* **WORK TO DO**: Select every line in the entries below that contains the word "lounge". Case counts.
***** DATA FOR PROCESSING
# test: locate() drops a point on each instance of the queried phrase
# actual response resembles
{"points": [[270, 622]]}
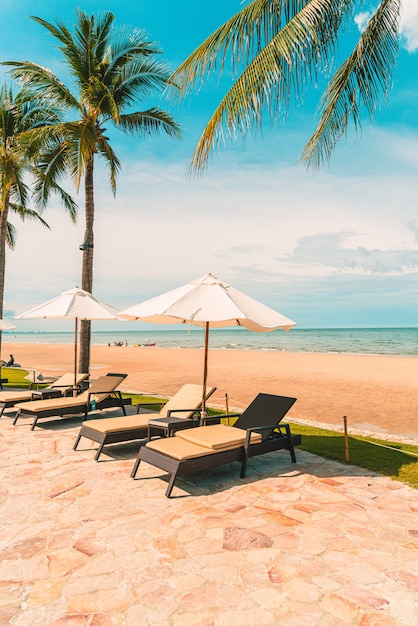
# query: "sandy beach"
{"points": [[376, 393]]}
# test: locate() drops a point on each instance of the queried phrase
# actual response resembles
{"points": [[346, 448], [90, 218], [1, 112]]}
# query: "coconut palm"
{"points": [[275, 48], [21, 119], [110, 70]]}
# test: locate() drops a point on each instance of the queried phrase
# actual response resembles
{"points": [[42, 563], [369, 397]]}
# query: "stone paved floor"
{"points": [[82, 544]]}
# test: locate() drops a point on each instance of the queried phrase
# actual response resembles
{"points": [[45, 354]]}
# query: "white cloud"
{"points": [[409, 24], [267, 228]]}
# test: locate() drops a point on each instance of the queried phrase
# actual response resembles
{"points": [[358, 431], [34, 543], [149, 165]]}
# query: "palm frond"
{"points": [[280, 70], [150, 122], [357, 83], [11, 236], [43, 84], [27, 214]]}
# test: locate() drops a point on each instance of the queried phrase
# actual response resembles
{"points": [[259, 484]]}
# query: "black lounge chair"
{"points": [[102, 394], [256, 431], [58, 388], [174, 415]]}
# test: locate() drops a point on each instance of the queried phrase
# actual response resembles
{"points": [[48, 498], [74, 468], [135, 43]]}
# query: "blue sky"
{"points": [[334, 249]]}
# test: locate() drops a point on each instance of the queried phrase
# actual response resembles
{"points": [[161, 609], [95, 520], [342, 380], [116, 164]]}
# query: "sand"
{"points": [[376, 393]]}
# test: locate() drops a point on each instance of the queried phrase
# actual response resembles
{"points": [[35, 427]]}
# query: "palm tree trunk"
{"points": [[3, 235], [87, 265]]}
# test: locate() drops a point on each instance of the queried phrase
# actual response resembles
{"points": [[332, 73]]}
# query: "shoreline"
{"points": [[377, 393]]}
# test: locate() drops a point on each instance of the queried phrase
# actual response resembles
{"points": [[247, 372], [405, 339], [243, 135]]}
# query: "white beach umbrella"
{"points": [[208, 302], [5, 326], [74, 304]]}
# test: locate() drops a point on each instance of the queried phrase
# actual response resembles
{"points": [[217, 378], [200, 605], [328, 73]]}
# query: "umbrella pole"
{"points": [[75, 356], [205, 369]]}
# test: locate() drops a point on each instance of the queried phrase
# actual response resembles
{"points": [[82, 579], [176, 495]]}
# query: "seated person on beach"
{"points": [[9, 363]]}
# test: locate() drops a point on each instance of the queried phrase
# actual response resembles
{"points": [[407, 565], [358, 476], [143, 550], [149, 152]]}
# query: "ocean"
{"points": [[377, 341]]}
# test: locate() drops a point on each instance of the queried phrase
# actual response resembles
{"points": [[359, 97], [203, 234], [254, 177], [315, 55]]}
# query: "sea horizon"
{"points": [[401, 341]]}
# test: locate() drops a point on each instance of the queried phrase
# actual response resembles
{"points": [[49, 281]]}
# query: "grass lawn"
{"points": [[397, 460]]}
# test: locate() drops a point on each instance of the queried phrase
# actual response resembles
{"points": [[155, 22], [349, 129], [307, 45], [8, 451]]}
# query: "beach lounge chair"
{"points": [[58, 388], [173, 415], [103, 393], [256, 431]]}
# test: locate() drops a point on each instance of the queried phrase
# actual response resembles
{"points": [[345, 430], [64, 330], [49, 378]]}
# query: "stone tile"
{"points": [[84, 545]]}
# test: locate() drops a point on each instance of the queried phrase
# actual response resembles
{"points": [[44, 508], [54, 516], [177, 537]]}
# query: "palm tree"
{"points": [[275, 48], [110, 70], [21, 119]]}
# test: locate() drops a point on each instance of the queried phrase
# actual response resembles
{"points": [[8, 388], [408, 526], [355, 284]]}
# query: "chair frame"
{"points": [[275, 437], [142, 432], [51, 391], [114, 399]]}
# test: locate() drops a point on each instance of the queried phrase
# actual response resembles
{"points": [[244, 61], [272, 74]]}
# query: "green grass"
{"points": [[397, 460], [16, 378]]}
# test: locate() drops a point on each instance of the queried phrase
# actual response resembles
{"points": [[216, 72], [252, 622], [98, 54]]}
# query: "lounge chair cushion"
{"points": [[179, 449], [65, 381], [15, 396], [189, 396], [52, 403], [118, 424], [217, 437]]}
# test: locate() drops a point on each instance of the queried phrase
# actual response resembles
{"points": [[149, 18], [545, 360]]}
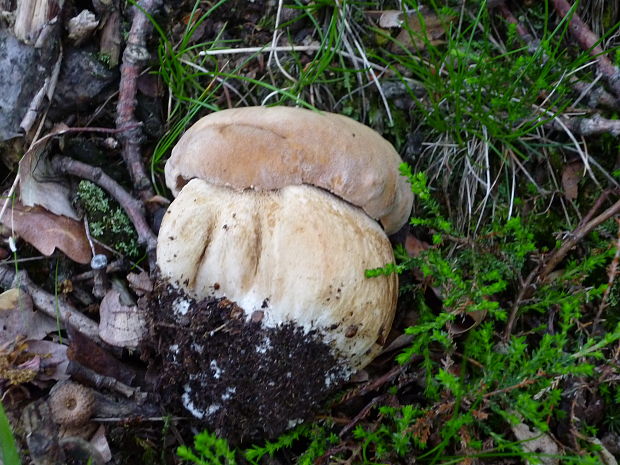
**********
* **ANSWER IN FULL**:
# query: "black lounge chair"
# query: "beach lounge chair"
# query: "lounge chair cushion"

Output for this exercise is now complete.